— Instructions for the task —
Copy out everything from the first line down to the line containing "[0,33,207,89]", both ends included. Leave the pictures out of your answer.

— Detection examples —
-----
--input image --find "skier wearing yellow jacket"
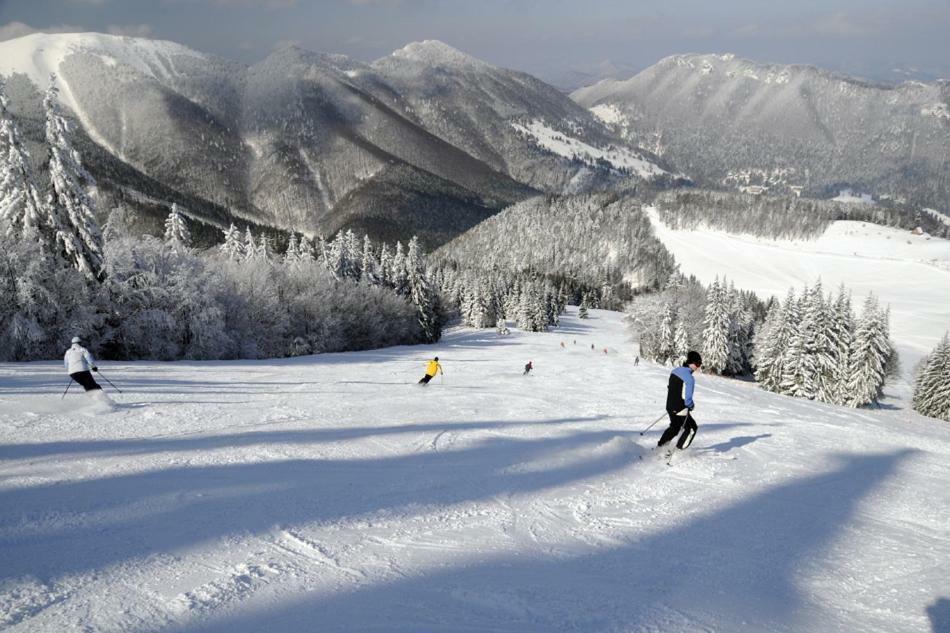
[419,356,445,385]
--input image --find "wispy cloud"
[106,24,152,37]
[163,0,297,10]
[0,22,89,42]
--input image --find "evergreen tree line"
[639,275,765,376]
[0,75,442,360]
[629,276,896,407]
[432,194,676,309]
[913,334,950,422]
[755,281,898,407]
[655,189,950,239]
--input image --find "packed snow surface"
[651,211,950,366]
[0,311,950,633]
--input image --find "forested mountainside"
[0,34,668,246]
[433,194,675,293]
[572,55,950,209]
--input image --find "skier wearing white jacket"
[63,336,102,391]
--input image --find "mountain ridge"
[0,34,663,246]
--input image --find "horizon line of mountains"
[0,33,950,248]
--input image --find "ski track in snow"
[0,309,950,633]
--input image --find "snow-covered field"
[650,211,950,368]
[0,311,950,633]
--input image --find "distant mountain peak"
[392,40,488,67]
[0,33,207,89]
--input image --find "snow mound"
[0,308,950,633]
[590,103,627,125]
[650,205,950,368]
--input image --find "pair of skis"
[640,409,696,466]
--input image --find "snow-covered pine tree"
[793,279,836,400]
[0,77,45,237]
[914,333,950,422]
[323,233,348,280]
[342,229,363,281]
[531,283,551,332]
[755,290,794,391]
[254,234,274,262]
[774,286,808,396]
[284,231,300,266]
[464,278,491,328]
[518,282,543,332]
[244,226,257,261]
[654,301,676,365]
[43,75,102,279]
[378,243,393,288]
[392,242,409,297]
[297,235,314,264]
[405,236,442,343]
[165,202,191,248]
[221,222,244,261]
[848,295,893,407]
[577,292,590,319]
[723,280,747,376]
[702,277,729,373]
[501,279,521,327]
[360,235,379,286]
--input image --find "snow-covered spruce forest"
[0,82,442,360]
[431,194,676,314]
[631,276,899,407]
[0,74,947,417]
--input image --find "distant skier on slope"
[63,336,102,391]
[419,356,445,385]
[656,351,703,455]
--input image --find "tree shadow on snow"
[0,421,664,585]
[174,451,924,633]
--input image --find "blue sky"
[0,0,950,85]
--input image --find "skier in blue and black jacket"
[657,351,703,450]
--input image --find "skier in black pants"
[656,351,703,455]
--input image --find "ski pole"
[96,369,122,393]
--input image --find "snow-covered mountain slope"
[372,40,673,193]
[0,311,950,633]
[0,33,666,245]
[572,55,950,209]
[430,194,676,291]
[650,205,950,368]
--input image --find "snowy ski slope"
[0,311,950,633]
[650,211,950,372]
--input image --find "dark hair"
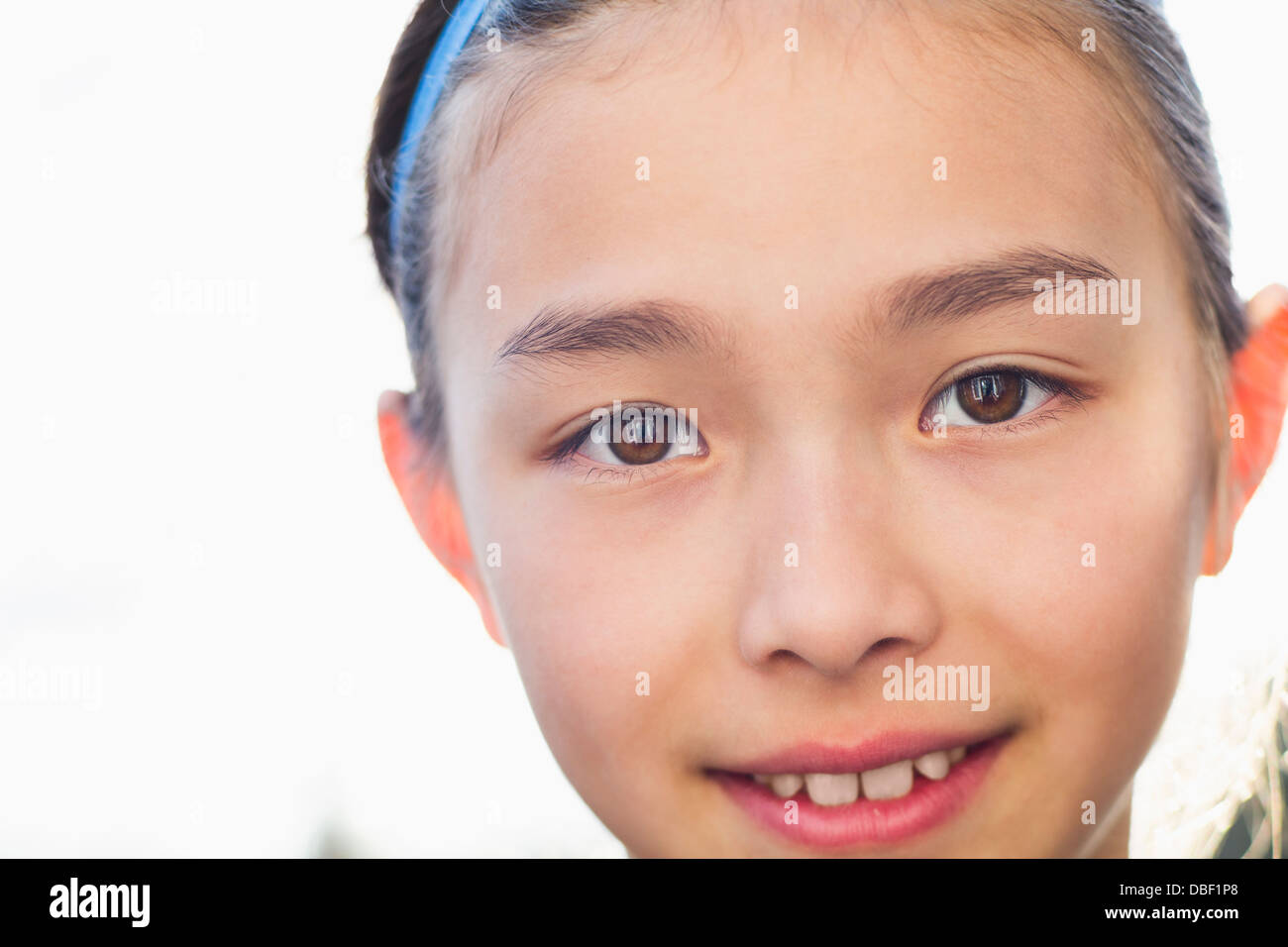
[368,0,1246,449]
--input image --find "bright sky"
[0,0,1288,857]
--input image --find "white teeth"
[769,773,805,798]
[805,773,859,805]
[863,760,912,798]
[912,750,949,780]
[752,746,966,805]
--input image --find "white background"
[0,0,1288,857]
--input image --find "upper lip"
[720,732,1002,775]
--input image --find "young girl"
[369,0,1288,856]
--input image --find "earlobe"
[1203,284,1288,576]
[376,391,505,647]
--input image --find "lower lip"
[711,737,1005,848]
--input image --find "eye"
[919,366,1079,430]
[559,404,704,467]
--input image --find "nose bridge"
[738,425,939,676]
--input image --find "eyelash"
[918,364,1092,437]
[541,364,1091,483]
[541,406,702,483]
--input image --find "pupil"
[608,416,670,464]
[957,371,1025,424]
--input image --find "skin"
[380,4,1288,856]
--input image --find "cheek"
[917,389,1207,783]
[453,459,728,783]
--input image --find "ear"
[1203,283,1288,576]
[376,391,505,647]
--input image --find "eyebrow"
[494,248,1118,366]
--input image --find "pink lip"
[711,734,1008,848]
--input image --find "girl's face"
[422,4,1212,856]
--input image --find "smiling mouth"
[750,746,969,805]
[707,733,1013,848]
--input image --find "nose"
[738,443,941,677]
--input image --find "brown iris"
[608,416,671,464]
[954,371,1024,424]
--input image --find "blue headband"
[389,0,488,245]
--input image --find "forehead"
[442,3,1162,358]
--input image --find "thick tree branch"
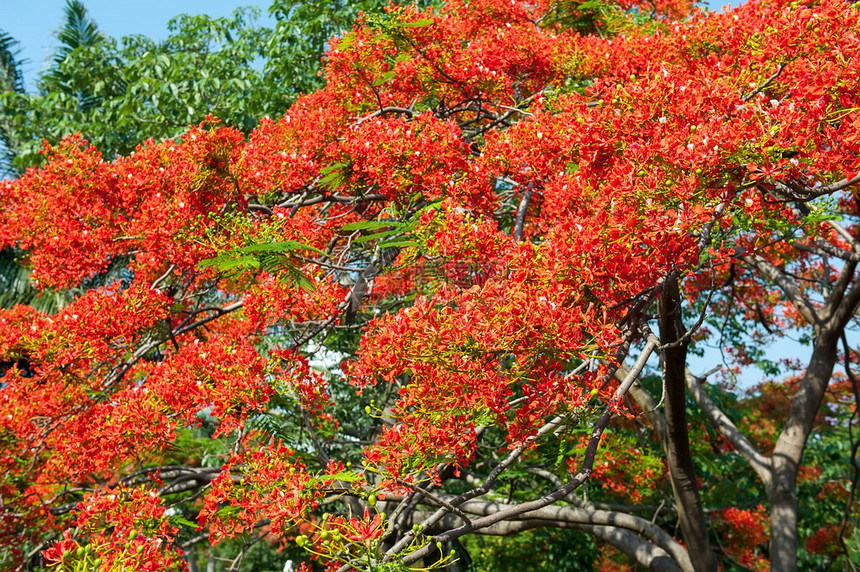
[742,254,820,325]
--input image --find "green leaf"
[169,515,197,529]
[318,471,364,483]
[197,254,260,271]
[376,240,417,248]
[340,220,403,230]
[353,228,403,244]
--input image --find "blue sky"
[0,0,270,88]
[0,0,738,89]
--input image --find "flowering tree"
[0,0,860,571]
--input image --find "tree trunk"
[660,278,717,572]
[768,327,842,572]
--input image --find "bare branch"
[685,369,771,487]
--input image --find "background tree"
[0,0,860,570]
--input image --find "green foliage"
[0,0,424,176]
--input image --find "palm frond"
[54,0,104,67]
[0,29,24,93]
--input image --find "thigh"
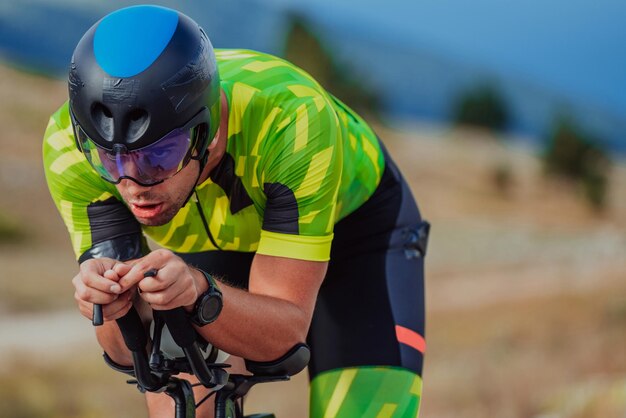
[308,154,429,418]
[308,155,429,377]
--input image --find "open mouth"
[131,203,163,218]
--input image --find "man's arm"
[119,250,328,361]
[199,254,328,361]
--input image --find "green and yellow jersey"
[43,50,384,261]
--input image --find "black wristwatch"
[189,269,223,327]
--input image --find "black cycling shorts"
[180,144,429,379]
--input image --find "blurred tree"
[544,117,611,209]
[453,84,509,131]
[283,14,380,117]
[0,212,26,244]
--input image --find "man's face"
[116,160,199,226]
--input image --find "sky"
[259,0,626,117]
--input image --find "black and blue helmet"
[68,6,220,155]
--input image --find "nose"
[117,178,150,196]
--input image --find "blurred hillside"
[0,0,626,154]
[0,48,626,418]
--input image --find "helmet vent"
[91,103,114,141]
[126,109,150,142]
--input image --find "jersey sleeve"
[257,86,342,261]
[43,103,145,262]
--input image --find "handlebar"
[116,270,228,392]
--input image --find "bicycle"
[109,307,310,418]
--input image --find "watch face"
[198,295,222,323]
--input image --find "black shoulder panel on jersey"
[78,197,147,263]
[209,153,252,215]
[263,183,300,235]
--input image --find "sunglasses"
[70,108,209,186]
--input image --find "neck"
[196,90,228,185]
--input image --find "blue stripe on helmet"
[93,6,178,78]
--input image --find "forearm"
[198,283,310,361]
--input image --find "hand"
[72,258,136,321]
[119,249,208,310]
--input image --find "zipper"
[194,190,222,251]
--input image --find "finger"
[80,270,121,293]
[74,283,118,304]
[137,266,180,292]
[119,250,174,290]
[112,262,133,277]
[141,287,186,311]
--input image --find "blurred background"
[0,0,626,418]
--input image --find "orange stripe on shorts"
[396,325,426,354]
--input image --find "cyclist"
[43,6,428,417]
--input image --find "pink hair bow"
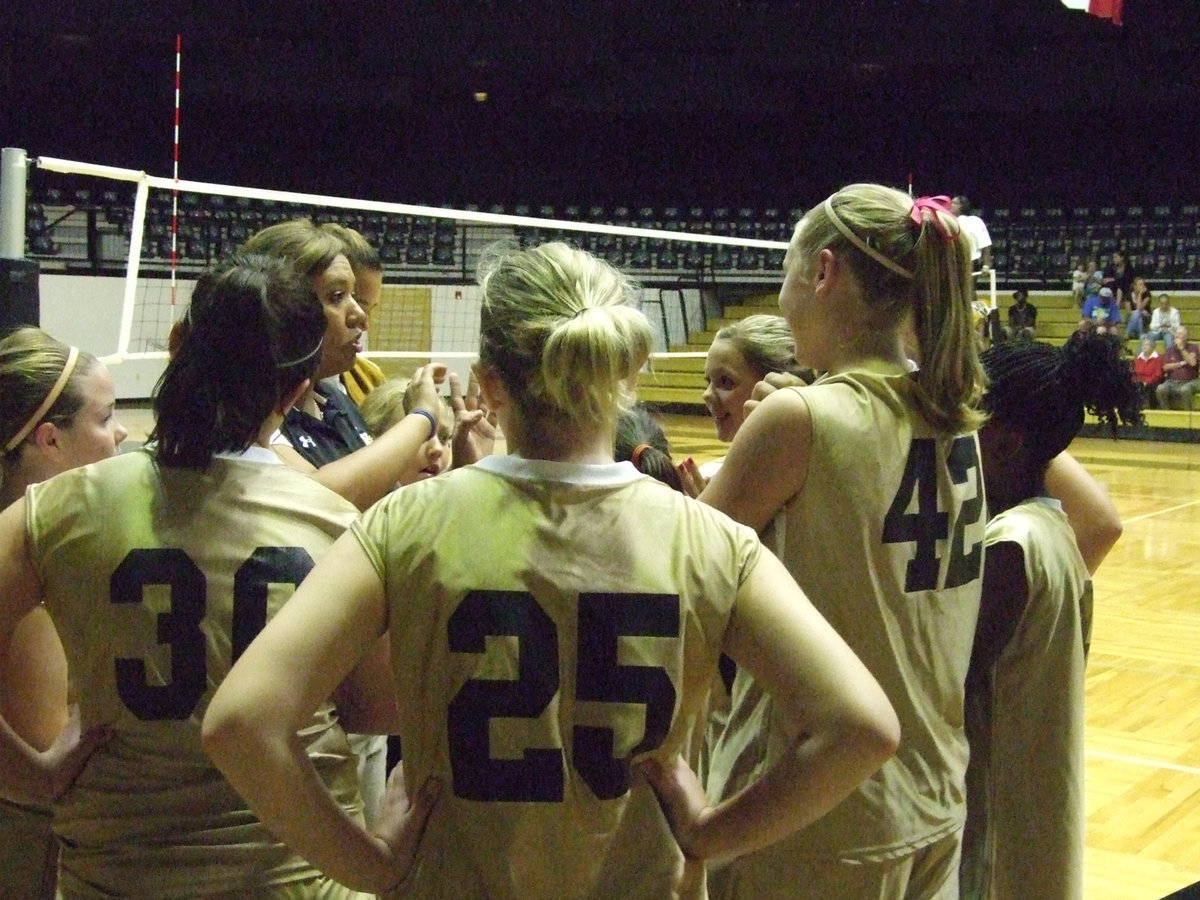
[910,194,959,241]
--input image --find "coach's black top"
[280,384,371,469]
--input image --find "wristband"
[409,409,438,440]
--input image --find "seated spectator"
[1133,335,1163,408]
[1146,294,1180,349]
[1126,275,1153,337]
[1079,288,1121,335]
[1004,288,1038,341]
[1080,259,1104,308]
[1103,250,1133,308]
[1154,325,1200,409]
[1070,257,1096,310]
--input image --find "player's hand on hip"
[371,763,442,898]
[41,704,113,800]
[638,754,713,859]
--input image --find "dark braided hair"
[613,403,683,491]
[980,331,1141,472]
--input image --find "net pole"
[0,146,28,259]
[170,35,182,307]
[116,174,150,355]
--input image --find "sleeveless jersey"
[26,448,360,900]
[961,497,1090,900]
[708,372,984,878]
[0,798,59,900]
[353,456,761,900]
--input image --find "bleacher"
[25,192,1200,292]
[25,185,1200,432]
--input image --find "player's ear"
[470,362,512,412]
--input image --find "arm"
[700,390,812,532]
[971,541,1030,672]
[450,368,496,469]
[1046,451,1123,575]
[202,533,433,893]
[0,499,109,803]
[274,365,445,510]
[646,550,900,859]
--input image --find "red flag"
[1062,0,1124,25]
[1087,0,1124,25]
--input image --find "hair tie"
[908,194,959,241]
[629,444,650,472]
[824,197,912,278]
[4,347,79,454]
[275,335,325,368]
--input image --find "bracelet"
[409,409,438,440]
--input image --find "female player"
[204,244,896,900]
[244,218,445,509]
[961,332,1140,900]
[0,257,403,900]
[678,314,812,497]
[0,328,128,899]
[701,185,984,899]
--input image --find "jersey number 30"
[446,590,679,803]
[109,547,313,721]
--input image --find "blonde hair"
[479,241,654,430]
[240,218,347,278]
[359,378,412,438]
[792,184,986,433]
[0,326,96,461]
[713,313,806,378]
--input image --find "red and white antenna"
[170,35,182,306]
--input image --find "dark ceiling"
[0,0,1200,206]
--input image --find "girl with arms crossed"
[204,244,898,900]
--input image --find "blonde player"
[701,185,984,900]
[204,244,896,900]
[0,328,128,900]
[0,257,422,900]
[961,332,1139,900]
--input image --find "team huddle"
[0,185,1138,900]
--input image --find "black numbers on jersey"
[109,547,313,721]
[448,590,679,803]
[883,436,983,593]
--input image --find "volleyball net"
[29,157,799,379]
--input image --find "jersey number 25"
[446,590,679,803]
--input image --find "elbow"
[200,704,250,772]
[840,692,900,780]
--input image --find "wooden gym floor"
[119,408,1200,900]
[665,415,1200,900]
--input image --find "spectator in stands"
[1133,335,1163,408]
[950,194,991,271]
[1004,288,1038,341]
[1126,275,1153,337]
[1079,288,1121,335]
[1070,257,1096,310]
[1103,250,1133,310]
[1146,294,1180,349]
[1154,325,1200,409]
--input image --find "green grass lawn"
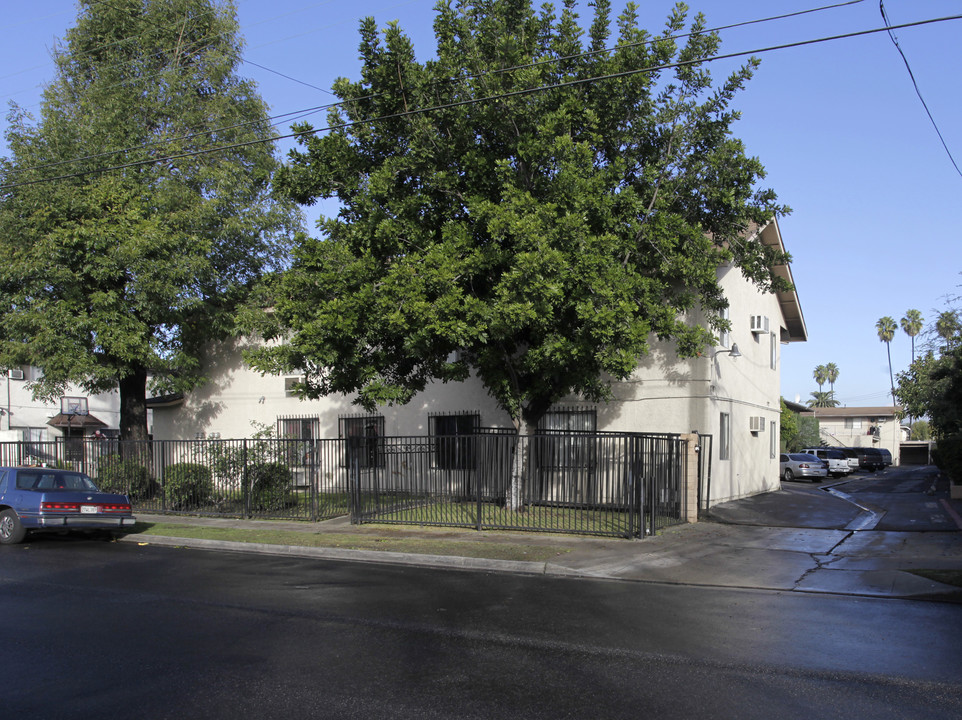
-----
— Written answer —
--input image --find "skier wearing yellow jacket"
[419,356,445,385]
--input image --find "wispy cloud"
[106,24,152,37]
[163,0,297,10]
[0,22,89,42]
--input image --find "evergreen tree line"
[639,275,765,376]
[0,75,442,360]
[629,276,896,407]
[432,194,676,309]
[913,334,950,422]
[755,281,898,407]
[655,189,950,239]
--input image --find "packed snow surface"
[651,211,950,366]
[0,311,950,633]
--input image --find "forested mountainside"
[0,34,668,246]
[433,194,675,293]
[572,55,950,209]
--input image --find "skier wearing white jacket"
[63,336,102,391]
--input image --find "mountain ridge"
[0,34,663,246]
--input image --find "horizon line of mountains"
[0,33,950,248]
--input image --find "ski track in snow"
[0,309,950,633]
--input image --find "snow-covered field"
[650,211,950,368]
[0,311,950,633]
--input image --find "distant mountain peak"
[392,40,488,67]
[0,33,207,89]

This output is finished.